▶ **What you have to do**
It is required that all of the data be written out exactly.

# # # # # # #

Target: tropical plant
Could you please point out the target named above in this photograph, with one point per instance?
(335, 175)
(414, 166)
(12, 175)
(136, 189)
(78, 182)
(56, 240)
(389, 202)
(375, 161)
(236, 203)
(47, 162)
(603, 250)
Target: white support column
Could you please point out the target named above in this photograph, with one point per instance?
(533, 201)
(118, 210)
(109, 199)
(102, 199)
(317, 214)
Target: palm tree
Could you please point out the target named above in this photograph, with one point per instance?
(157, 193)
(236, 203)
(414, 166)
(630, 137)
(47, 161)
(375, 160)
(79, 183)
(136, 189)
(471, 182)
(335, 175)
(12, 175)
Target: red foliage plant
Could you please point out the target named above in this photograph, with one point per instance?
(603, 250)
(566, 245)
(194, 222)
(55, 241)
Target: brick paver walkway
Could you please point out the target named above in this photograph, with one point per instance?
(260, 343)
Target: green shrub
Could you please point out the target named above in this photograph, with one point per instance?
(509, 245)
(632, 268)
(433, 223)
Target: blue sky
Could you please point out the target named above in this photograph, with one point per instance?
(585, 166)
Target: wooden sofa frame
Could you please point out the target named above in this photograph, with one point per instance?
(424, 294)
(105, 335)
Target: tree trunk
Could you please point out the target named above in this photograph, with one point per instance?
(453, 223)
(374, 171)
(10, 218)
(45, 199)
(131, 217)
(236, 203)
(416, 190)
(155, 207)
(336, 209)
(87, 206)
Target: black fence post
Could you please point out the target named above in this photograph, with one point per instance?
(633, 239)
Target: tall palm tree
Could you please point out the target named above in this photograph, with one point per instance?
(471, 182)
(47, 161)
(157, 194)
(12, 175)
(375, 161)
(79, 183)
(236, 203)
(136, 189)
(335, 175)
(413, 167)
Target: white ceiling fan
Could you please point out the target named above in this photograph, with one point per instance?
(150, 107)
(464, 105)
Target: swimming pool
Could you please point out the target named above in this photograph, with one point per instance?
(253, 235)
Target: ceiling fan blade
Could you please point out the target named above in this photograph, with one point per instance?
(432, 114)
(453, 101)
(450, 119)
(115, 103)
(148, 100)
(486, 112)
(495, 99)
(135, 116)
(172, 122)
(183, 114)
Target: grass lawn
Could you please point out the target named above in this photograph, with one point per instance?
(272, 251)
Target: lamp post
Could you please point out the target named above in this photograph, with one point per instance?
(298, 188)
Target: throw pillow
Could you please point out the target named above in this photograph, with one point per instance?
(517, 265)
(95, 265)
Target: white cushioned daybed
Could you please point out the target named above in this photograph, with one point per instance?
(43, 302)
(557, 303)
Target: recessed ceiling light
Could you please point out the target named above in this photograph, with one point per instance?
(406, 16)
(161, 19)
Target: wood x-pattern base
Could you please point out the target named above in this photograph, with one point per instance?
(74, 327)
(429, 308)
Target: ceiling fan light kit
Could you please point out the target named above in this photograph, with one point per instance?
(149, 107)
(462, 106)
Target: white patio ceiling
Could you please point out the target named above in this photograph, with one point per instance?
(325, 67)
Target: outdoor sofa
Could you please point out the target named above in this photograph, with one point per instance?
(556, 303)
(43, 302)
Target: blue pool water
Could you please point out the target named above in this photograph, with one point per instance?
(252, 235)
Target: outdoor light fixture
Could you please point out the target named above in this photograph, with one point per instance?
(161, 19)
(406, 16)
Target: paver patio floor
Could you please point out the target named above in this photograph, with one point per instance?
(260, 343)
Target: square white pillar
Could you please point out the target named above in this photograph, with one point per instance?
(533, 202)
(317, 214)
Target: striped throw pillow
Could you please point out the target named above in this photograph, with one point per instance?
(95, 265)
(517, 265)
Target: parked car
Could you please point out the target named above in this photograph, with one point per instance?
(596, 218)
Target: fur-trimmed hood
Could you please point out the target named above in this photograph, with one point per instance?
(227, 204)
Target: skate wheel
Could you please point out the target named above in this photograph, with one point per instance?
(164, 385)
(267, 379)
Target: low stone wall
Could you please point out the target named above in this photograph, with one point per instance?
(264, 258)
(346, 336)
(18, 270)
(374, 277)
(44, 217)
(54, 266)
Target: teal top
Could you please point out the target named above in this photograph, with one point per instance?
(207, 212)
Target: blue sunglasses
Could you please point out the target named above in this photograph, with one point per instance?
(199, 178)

# # # # # # #

▶ **Final result**
Target: tropical plant
Could you please point out the target named above in this photograph, with one point per instance?
(335, 175)
(414, 166)
(12, 175)
(136, 189)
(78, 182)
(56, 240)
(389, 202)
(375, 161)
(236, 203)
(47, 162)
(603, 250)
Target: white support column
Could you please point out the target named above in this photograph, with one point per instance?
(533, 201)
(118, 210)
(109, 199)
(102, 199)
(317, 214)
Target: palm tree
Could you please point out the target named above in this photograph, with one point per instance?
(157, 193)
(236, 203)
(414, 166)
(630, 137)
(47, 161)
(375, 160)
(79, 183)
(136, 189)
(471, 182)
(335, 175)
(12, 175)
Target: red foliage plant
Could you please point out the target named above in this photograph, with one point per instance?
(603, 250)
(566, 245)
(194, 222)
(55, 241)
Target: brick paver walkway
Could you please point out the target named above in this photograph, with one point per instance?
(260, 343)
Target: green shrub
Could you please point out the target named above in this photograph, with one point per instance?
(509, 245)
(632, 268)
(433, 223)
Target: blue sky
Could you please point out the target named above in this photograph, with one point per instance?
(585, 166)
Target: wooden sofa frame
Could you please point out the target named above in this photograph, with one point per instance?
(424, 294)
(105, 335)
Target: tree trunk
Could you please point out the target named above in this photograph, with one point per instance?
(453, 223)
(374, 171)
(10, 218)
(45, 199)
(131, 217)
(236, 203)
(416, 190)
(155, 207)
(336, 209)
(87, 206)
Target: black fence post
Could you please point out the target named above in this photograph, with one point per instance?
(633, 239)
Target: tall palm tree
Could you please point out the target named above in this photograph, with one point per instance?
(471, 182)
(47, 161)
(157, 194)
(12, 175)
(375, 161)
(79, 183)
(236, 203)
(136, 189)
(335, 175)
(413, 167)
Target: white ceiling fan
Could you please point out the target named above in this photograph, with one point per instance?
(150, 107)
(464, 105)
Target: swimming pool
Could you please point out the target named above in this photograph, with one point per instance?
(253, 235)
Target: ceiling fan blade
Could you please point out the target named above in this photograph, with one point per instance?
(432, 114)
(453, 101)
(450, 119)
(115, 103)
(148, 100)
(486, 112)
(495, 99)
(135, 116)
(172, 122)
(183, 114)
Target: grass lawn
Could you please point out the target named above in this photograph, with one point per instance?
(272, 251)
Target: lamp post
Could you please point out the target named above in this photograph, with one point per instance?
(298, 188)
Target: throw pillow
Could you please point out the target named above in this photograph, with one point per instance?
(517, 265)
(95, 265)
Target: white cushioned daybed
Could you please point out the target named above in this photograph, with one point per instance?
(43, 302)
(557, 303)
Target: recessed ceiling light
Could you please point out the target named above in this photograph, with one point per instance?
(406, 16)
(161, 19)
Target: wood x-pattern base
Could you please point out the target named above in this photograph, with one point per instance?
(74, 327)
(429, 308)
Target: ceiling fan light kit
Could you please point out the target named above in this photograph, with one point per instance?
(149, 107)
(462, 106)
Target: white patio ceiling
Could you please point out the target named above in this photograph, with one point per instance?
(325, 67)
Target: outdoor sofa
Could you please point out the target named above in this photograph, with one point per instance?
(556, 303)
(43, 302)
Target: blue pool water
Could you please point out the target named above in this photograph, with one point per instance?
(252, 235)
Target: outdoor light fixture
Could you please point out the target named above in this photograph, with one point per instance?
(161, 19)
(406, 16)
Target: paver patio floor
Could you please point out the target named above in this photograph, with one point per instance?
(260, 343)
Target: square white pillar
Could you please point out the target named above in this photograph, with one point per instance?
(533, 202)
(317, 214)
Target: striped throw pillow
Could you please point out the target named above in this photograph, with one point per instance?
(95, 265)
(517, 265)
Target: parked car
Could you please point out the target named above in this photograph, with one point per instance?
(596, 218)
Target: fur-trimmed hood
Could you please point out the target named above in this photograph, with one point per instance?
(227, 204)
Target: skate wheel
Could you please point out the target named above in this photograph, with one point per instance?
(164, 385)
(267, 379)
Target: low stone wall
Could you please point out the target named above in this photograph, with one point per instance?
(264, 258)
(346, 336)
(18, 270)
(374, 277)
(44, 217)
(54, 266)
Target: teal top
Could you please point out the target named above in this photograph, with one point per instance?
(207, 212)
Target: blue sunglasses
Could you please point out the target named above in this photograph, with one point per instance?
(199, 178)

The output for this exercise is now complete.